» **Short problem**
Write out all of the material below, keeping every line and character unchanged.

++++++++++

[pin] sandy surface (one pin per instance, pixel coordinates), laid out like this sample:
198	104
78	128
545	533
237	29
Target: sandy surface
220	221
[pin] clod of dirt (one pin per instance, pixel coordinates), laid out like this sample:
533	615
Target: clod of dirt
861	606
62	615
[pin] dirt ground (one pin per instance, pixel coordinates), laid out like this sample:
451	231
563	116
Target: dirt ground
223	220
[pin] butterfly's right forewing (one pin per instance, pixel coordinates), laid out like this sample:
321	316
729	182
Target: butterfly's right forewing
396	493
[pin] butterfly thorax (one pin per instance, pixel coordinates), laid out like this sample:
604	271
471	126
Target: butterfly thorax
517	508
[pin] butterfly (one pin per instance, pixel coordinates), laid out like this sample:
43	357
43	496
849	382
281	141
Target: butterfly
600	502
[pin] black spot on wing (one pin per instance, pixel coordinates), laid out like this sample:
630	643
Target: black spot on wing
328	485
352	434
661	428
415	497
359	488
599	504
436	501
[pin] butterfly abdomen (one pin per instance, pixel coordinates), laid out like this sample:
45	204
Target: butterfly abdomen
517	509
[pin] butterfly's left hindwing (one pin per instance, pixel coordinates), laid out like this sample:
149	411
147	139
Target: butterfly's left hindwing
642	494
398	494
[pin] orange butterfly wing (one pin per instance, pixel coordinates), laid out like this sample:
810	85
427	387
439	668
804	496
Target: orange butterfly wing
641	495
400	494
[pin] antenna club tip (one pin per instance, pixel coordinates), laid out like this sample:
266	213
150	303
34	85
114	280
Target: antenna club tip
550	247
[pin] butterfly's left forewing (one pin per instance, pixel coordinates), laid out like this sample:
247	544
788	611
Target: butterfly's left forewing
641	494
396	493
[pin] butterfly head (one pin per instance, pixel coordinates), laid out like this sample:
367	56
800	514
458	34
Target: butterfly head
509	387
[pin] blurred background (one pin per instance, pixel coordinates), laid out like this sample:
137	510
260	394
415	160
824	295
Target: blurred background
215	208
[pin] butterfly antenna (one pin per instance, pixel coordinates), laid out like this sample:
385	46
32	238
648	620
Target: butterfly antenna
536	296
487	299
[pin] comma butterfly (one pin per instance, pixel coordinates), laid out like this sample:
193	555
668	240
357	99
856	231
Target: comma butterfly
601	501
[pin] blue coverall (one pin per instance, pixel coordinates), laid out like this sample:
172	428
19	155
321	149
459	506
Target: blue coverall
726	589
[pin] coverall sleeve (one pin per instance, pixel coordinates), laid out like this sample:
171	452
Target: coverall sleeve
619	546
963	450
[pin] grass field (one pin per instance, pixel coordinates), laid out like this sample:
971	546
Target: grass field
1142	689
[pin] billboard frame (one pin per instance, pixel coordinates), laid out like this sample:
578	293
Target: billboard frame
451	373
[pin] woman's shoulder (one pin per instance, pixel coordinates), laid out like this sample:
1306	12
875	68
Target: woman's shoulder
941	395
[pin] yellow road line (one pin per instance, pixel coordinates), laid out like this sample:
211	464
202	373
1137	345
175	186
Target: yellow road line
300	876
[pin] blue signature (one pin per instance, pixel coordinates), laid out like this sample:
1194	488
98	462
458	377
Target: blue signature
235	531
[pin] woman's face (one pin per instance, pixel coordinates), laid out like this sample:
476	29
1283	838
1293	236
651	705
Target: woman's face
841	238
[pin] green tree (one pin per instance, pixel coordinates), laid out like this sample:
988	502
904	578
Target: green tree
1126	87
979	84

++++++++++

» **Solution to this task**
[pin] sandy surface (one pin per instance, pixel coordinates), laid out like this sample:
198	104
78	128
545	533
237	29
Target: sandy surface
220	221
[pin] clod of dirt (one pin per instance, pixel coordinates), laid out like this sample:
533	615
Target: clod of dirt
861	606
62	615
[pin] dirt ground (one pin per instance, pixel coordinates), laid out like this sample:
451	231
563	116
Target: dirt ground
223	220
[pin] butterfly's right forewing (one pin per instance, pixel coordinates), laid out like this sample:
321	316
729	182
Target: butterfly's right forewing
396	493
[pin] butterfly thorax (one pin per instance, pixel coordinates), laid out like this sample:
604	271
471	126
Target: butterfly thorax
517	508
[pin] butterfly (one pin per instance, pixel coordinates), laid out like this sample:
43	357
43	496
849	382
281	141
Target: butterfly
600	502
[pin] black spot on wing (one pin per instance, pixel coordinates), laid out like this sample:
630	643
Target: black spot on wing
328	485
352	434
661	428
415	497
359	488
599	504
436	501
[pin] butterfly abdomen (one pin per instance, pixel coordinates), laid out like this sample:
45	204
Target: butterfly abdomen
517	509
[pin] butterfly's left hindwing (one pin per instance, pixel coordinates), laid out like this sample:
149	411
147	139
Target: butterfly's left hindwing
642	494
398	494
[pin] orange butterfly wing (one pin per instance, pixel coordinates), laid out like this sample:
810	85
427	387
439	668
804	496
Target: orange butterfly wing
641	495
400	494
[pin] antenna club tip (one pin per instance, pixel coordinates), laid out like this sample:
266	213
150	303
34	85
114	280
Target: antenna club tip
550	247
[pin] butterfly's left forewing (one pin per instance, pixel coordinates), laid out like this sample:
247	544
788	611
Target: butterfly's left forewing
641	494
396	493
[pin] butterfly head (one pin per instance, pixel coordinates), laid out like this sample:
367	56
800	514
458	34
Target: butterfly head
509	387
[pin] blurred background (one pin per instance, pixel coordinates), laid out like this sample:
137	510
260	394
415	160
824	295
Target: blurred background
215	208
[pin] butterfly antenna (one pin per instance, pixel coordinates), laid out like this sample:
385	46
32	238
648	620
Target: butterfly antenna
536	296
487	299
[pin] comma butterfly (one pin per instance, pixel coordinates), laid out like this sample:
193	555
668	240
357	99
856	231
Target: comma butterfly
601	501
[pin] blue coverall (one pin per instance, pixel coordinates), laid out like this sample:
172	428
19	155
321	149
459	506
Target: blue coverall
726	589
[pin] coverall sleeve (one pin per instance, pixel coordinates), laid out like this sample:
171	452
Target: coverall sleeve
619	546
963	450
[pin] grass field (one pin per instance, pixel coordinates), laid out like this sample:
971	546
Target: grass field
1142	689
[pin] billboard frame (one pin per instance, pixel coordinates), laid out like this sample:
578	293
Target: billboard frame
451	373
[pin] woman's shoulder (one pin per instance, pixel coordinates), laid out like this sample:
1306	12
875	68
Target: woman's shoulder
941	395
[pin] yellow road line (one pin per instance, pixel coordinates), laid out like this sample:
211	464
202	373
1137	345
175	186
Target: yellow road line
300	876
[pin] blue signature (one pin per instance, pixel coordinates), laid out like this sample:
1194	488
98	462
458	377
Target: blue signature
235	531
[pin] woman's face (one pin per instance, pixel coordinates), laid out like this sample:
476	29
1283	838
1293	236
651	705
Target: woman's face
841	238
[pin] green tree (one pin per instance, pixel coordinates), laid out like this sample:
988	502
904	578
Target: green tree
1126	87
979	84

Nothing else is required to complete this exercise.